PROVIDED PASSAGE —
On July 2, the Cape of Good Hope Society for the Prevention of Cruelty to Animals (SPCA) received a call about a dog being buried alive.
“It was a shocking act of cruelty and our Inspector Lee Prins demonstrated extraordinary commitment in rescuing the dog, who we later named Courage,” Cape of Good Hope SPCA spokesperson, Belinda Abraham said.
Courage’s journey post-rescue was fraught with obstacles.
Abraham said Courage was the epitome of neglect and the extent of his neglect was very visible.
He was unvaccinated, unneutered, underfed, and unloved and all this showed in the diagnosis of a life-threatening disease, pain from untreated arthritis, emaciation, a baffling skin condition, and a Transmissible Venereal Tumour.
“He fought to live buried under that mound of sand and his bravery just never stopped.
“He faced every veterinary intervention including repeated examinations, frequent germicidal baths, and various treatments including chemotherapy, like a true warrior,” Abraham said.
As he made a remarkable recovery, a family picked Courage as the newest member to their family.
“Courage is loved at last. The only 'uns' in his life now are understanding, unconditional love, and unlimited care and we couldn’t be happier for him. We’re so thankful to the Mentoor family for giving him the chance to live in a home filled with warmth and compassion,” Abraham said.
Courage’s new dad, Jarryd Mentoor said his new furbaby is doing well, he loves his new home and plays with the family’s two children every day when they get home from school.

REQUIRED WORK —
(1) Reproduce the story of the rescued dog Courage word for word, from "He was unvaccinated, unneutered, underfed, and" up to and including "Transmissible Venereal Tumour.".
(2) Resume the story of the rescued dog Courage, picking up right after its last sentence.

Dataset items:
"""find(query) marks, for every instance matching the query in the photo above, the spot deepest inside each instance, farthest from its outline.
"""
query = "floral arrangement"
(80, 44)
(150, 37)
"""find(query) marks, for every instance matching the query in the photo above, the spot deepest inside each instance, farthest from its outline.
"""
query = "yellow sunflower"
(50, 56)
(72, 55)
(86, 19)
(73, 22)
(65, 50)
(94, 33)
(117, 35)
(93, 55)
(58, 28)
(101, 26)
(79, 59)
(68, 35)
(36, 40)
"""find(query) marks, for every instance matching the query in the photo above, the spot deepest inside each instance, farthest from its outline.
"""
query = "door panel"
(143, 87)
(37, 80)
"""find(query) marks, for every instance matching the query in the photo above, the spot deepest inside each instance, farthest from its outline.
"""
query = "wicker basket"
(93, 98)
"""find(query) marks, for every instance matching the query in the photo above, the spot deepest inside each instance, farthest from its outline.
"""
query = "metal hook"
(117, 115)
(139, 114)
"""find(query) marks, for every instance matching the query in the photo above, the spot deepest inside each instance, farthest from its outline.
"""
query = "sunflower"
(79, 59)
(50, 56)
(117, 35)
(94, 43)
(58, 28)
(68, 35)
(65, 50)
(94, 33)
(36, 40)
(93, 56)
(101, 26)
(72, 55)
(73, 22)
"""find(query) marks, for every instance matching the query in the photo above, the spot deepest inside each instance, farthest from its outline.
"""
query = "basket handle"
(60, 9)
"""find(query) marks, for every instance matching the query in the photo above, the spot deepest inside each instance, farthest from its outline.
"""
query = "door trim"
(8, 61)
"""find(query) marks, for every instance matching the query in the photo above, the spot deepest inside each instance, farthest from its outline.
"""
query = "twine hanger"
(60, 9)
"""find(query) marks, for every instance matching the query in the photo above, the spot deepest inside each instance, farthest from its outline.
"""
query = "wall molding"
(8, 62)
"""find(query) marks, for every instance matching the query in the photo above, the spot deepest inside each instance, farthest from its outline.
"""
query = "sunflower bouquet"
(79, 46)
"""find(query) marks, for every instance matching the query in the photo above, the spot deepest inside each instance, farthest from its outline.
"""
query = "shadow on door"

ANSWERS BY ITEM NUMBER —
(1)
He was unvaccinated, unneutered, underfed, and unloved and all this showed in the diagnosis of a life-threatening disease, pain from untreated arthritis, emaciation, a baffling skin condition, and a Transmissible Venereal Tumour.

(2)
“Courage is doing very well and loves his new home and plays every day with the kids when they come home from school. He is very intelligent and very caring and protective of the kids.
“He is eating well, going for walks in the area and drinks a lot of water as he has so much energy. We’re so lucky to have him in our lives, we loved him from the minute we met him, and we will love him and cherish him forever. Thank you for sharing Courage with us. We thank God every day that he now has a family that loves him as much as he loves us,” Mentoor said.
Abraham said Courage’s story also highlighted the crucial roles of united efforts by animal-loving individuals.
“There’s another ‘un’ word that’s relevant to this story, it’s united and it’s the most important one because this story would not have been possible without the collective support of those who choose to report cruelty, adopt rescued animals or contribute towards the work of the SPCA,” she added.
The SPCA receives no government funding and relies on the support of individuals to keep their doors open.